> _Quoted text_
------------

The "B" final, for 7th through 11th places, was held on 3 August. It was a warm day (23 °C) with a 0.5 m/s east wind. Austria and Finland went back and forth for the top two spots, with Austria leading at the quarter-mark, Finland leading at the half-mark and three-quarters-mark, and Austria finishing in the lead by 0.09 seconds. The Swiss boat was in third place at 500 metres and fourth place at 1000 metres before permanently falling back to last place (5th in the race, 11th overall). Mexico, which had finished after both Norway and Switzerland in the heats, now prevailed against them, finishing third in the "B" final and 9th overall.

------------

> _Information provided_
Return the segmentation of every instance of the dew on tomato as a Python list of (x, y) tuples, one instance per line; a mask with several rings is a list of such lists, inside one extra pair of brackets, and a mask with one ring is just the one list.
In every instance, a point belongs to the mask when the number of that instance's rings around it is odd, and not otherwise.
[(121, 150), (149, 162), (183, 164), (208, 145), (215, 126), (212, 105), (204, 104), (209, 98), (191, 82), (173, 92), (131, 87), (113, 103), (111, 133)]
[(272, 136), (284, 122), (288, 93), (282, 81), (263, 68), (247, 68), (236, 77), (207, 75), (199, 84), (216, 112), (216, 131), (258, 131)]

------------

> _Written tasks_
(a) In the B-final excerpt above, why does Mexico's third-place finish in that race count as 9th place overall?
(b) List every country the B-final excerpt above mentions.

> _Outputs in order_
(a) The "B" final decided 7th through 11th places. Its first finisher therefore placed 7th overall, and a third-place finish corresponds to 9th overall.

(b) Austria, Finland, Switzerland, Mexico, Norway